Text under study:
----
So she finally passed away after being in a convalescent hospital for 4 years and she died in January 2009. And actually a lot of people said, well she lived a lot longer than most patients, they normally live about 2 years in a hospital like that but my mother was able to live for at least 4 years.

So after she passed on, actually before she passed on, I think about a year or 2, before she passed on, I also noticed that my husband was beginning to show signs of dementia and finally I was concerned enough because I had gone through this with my mother. I asked his primary physician to take a look at him and test him, and he says, “No, your husband doesn’t have Alzheimer,” But I insisted that he give him some test so actually Kaiser has a memory clinic, and so we took her to that memory clinic, ran some test, and sure enough, he had the beginning stage of Alzheimer. So when my mother still was living, my husband also was diagnosed with Alzheimer’s. But then my husband’s case, they prescribed Namenda, which was a fairly new pill at the time. It must have helped because he was still in the beginning stage when he passed on.

Now the thing about my husband, unlike my mother, he didn’t like exercise at all, he would just proceed to do walking. She walked all the time and of course, she lived to be 95 but I would force my husband to take short walks just around the block. And he said, “what does this have to do with my memory?” I said, “Well exercise will give oxygen to your brain and that should help you a bit. But then I noticed he started to get very, very, slow and he had a shortness of breath. And so he began, like most patients with dementia, asked me again and again e.g. if I say, “Well I’m sorry Art, but I’m going to a meeting tonight but I’ll be home in two hours.” He would ask me ten times, “Where am I going, where am I going?” And I would ask him something, his response would be, “I don’t know, I don’t know.”

So I think dealing with these two people with Alzheimer’s at that time was very, very difficult. It really does test one’s patience and many times, I had to keep reminding myself, well you know they’re ill. It's an illness, so you know to remind myself, please be more understanding, be more patient. And patients like my husband, my mother, they have good days but they also have bad days. And the good days, it seems as if there was really nothing wrong with him, it seems like they were normal. In fact, one of my brothers-in-law, visited my husband one day and said, “I don’t think Art has dementia at all.” Well that happened to be a good day. The next day, he was back to ill, not knowing anything, keep asking the same questions.
----
Phrase grounding data:
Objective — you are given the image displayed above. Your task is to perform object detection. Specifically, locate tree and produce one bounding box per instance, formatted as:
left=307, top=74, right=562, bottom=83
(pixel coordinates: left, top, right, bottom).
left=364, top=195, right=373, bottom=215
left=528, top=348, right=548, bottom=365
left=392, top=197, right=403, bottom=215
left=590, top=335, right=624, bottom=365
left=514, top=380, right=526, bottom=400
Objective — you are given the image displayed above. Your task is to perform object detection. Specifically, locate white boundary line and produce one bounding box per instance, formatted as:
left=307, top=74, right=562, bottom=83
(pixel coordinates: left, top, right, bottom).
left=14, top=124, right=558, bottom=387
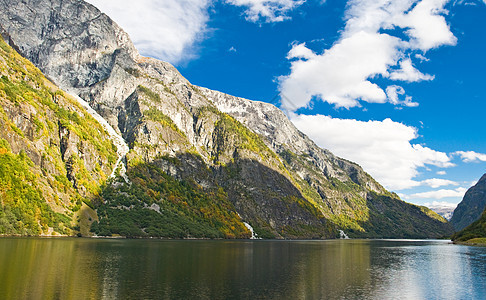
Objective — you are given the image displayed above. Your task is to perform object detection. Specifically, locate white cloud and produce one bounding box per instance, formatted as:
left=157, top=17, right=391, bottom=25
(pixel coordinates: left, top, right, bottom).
left=386, top=85, right=419, bottom=107
left=421, top=178, right=459, bottom=189
left=453, top=151, right=486, bottom=163
left=290, top=114, right=454, bottom=190
left=87, top=0, right=210, bottom=64
left=395, top=0, right=457, bottom=52
left=407, top=187, right=467, bottom=199
left=279, top=0, right=456, bottom=111
left=226, top=0, right=306, bottom=22
left=280, top=31, right=400, bottom=110
left=389, top=58, right=434, bottom=82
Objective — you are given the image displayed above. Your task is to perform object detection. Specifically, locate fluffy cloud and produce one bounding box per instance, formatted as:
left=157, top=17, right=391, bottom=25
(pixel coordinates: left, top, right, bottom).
left=290, top=114, right=454, bottom=190
left=386, top=85, right=419, bottom=107
left=87, top=0, right=210, bottom=64
left=226, top=0, right=306, bottom=22
left=279, top=0, right=456, bottom=111
left=453, top=151, right=486, bottom=162
left=407, top=188, right=467, bottom=199
left=421, top=178, right=459, bottom=189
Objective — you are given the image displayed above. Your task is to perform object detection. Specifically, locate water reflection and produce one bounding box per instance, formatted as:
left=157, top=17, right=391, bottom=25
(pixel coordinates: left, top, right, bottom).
left=0, top=238, right=486, bottom=299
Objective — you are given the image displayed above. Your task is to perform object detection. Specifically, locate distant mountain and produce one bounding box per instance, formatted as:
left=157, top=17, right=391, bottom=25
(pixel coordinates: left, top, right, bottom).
left=451, top=174, right=486, bottom=231
left=452, top=209, right=486, bottom=244
left=0, top=0, right=452, bottom=238
left=426, top=202, right=457, bottom=221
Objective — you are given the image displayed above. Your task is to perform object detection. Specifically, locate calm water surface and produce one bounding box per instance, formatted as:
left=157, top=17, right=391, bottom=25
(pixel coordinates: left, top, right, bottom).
left=0, top=238, right=486, bottom=299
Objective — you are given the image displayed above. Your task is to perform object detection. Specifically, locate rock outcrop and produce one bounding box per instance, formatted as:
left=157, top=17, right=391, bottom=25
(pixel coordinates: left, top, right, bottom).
left=451, top=174, right=486, bottom=231
left=0, top=0, right=450, bottom=238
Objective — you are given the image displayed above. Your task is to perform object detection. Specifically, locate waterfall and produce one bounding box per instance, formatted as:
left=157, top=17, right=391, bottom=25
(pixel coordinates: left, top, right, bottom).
left=68, top=92, right=130, bottom=183
left=339, top=230, right=349, bottom=240
left=243, top=222, right=258, bottom=240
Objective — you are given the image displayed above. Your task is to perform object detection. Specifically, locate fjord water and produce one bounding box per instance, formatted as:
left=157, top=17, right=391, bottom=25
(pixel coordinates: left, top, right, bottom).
left=0, top=238, right=486, bottom=299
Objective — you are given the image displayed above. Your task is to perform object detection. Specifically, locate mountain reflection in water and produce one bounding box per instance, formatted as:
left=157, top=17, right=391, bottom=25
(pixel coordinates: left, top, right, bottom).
left=0, top=238, right=486, bottom=299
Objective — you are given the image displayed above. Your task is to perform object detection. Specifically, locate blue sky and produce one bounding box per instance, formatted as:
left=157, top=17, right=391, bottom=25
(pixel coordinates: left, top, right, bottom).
left=88, top=0, right=486, bottom=211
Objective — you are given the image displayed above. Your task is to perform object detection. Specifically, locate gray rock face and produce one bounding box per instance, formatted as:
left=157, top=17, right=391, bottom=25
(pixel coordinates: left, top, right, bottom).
left=451, top=174, right=486, bottom=231
left=0, top=0, right=452, bottom=238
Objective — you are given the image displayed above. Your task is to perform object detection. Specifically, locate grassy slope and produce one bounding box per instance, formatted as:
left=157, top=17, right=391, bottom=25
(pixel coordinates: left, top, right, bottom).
left=0, top=39, right=116, bottom=235
left=452, top=210, right=486, bottom=245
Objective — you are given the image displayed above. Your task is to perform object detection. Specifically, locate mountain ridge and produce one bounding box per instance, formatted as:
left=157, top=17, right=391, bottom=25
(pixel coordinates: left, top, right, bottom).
left=451, top=174, right=486, bottom=231
left=0, top=0, right=450, bottom=238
----
Required tasks:
1 - In the Alzheimer's caregiving account, what medication was prescribed for the husband?
2 - From the Alzheimer's caregiving account, extract the passage starting with "So after she" and going on through "he passed on.".
3 - What comes next in the Alzheimer's caregiving account? Write the continuation that follows its final sentence.

Task answers:
1 - Namenda

2 -
So after she passed on, actually before she passed on, I think about a year or 2, before she passed on, I also noticed that my husband was beginning to show signs of dementia and finally I was concerned enough because I had gone through this with my mother. I asked his primary physician to take a look at him and test him, and he says, “No, your husband doesn’t have Alzheimer,” But I insisted that he give him some test so actually Kaiser has a memory clinic, and so we took her to that memory clinic, ran some test, and sure enough, he had the beginning stage of Alzheimer. So when my mother still was living, my husband also was diagnosed with Alzheimer’s. But then my husband’s case, they prescribed Namenda, which was a fairly new pill at the time. It must have helped because he was still in the beginning stage when he passed on.

3 -
So my husband eventually had pneumonia, and then they discovered, through X-ray, that he had stage 4 lung cancer. So he died within two months in 2012. And around that time, my mother’s two sisters also had dementia. The youngest one had Alzheimer’s and she went very quickly. She didn’t even experience the beginning stage, she went right away to advance stage. And she died in 2017. So then I began to be very nervous, that three sisters had dementia on my mother’s side of the family and so I kept thinking, wow, this might be genetic just like some of these diseases are genetic. And I was trying to just stay very hard to keep myself busy so I wouldn’t become a victim also. So when I look back on those years, I really felt badly at times that I lost my patience and understanding. It also helped that I kept trying to have a balance of my life, still participating in my volunteer work, and doing activities that kept my mind off of my husband’s. And but it did take a lot of toll, it made me very, very, sometimes depressed. And I remembered thinking that it really did take a lot of love and compassion, and a lot of patience to become a caregiver especially those with dementia. I think its harder with someone you love with dementia than it is with someone you love with cancer or heart problems. You know, to me I thought it was easier to deal with those diseases than something mental like Alzheimer’s. So those are my stories about my mother, my husband, and my two aunts.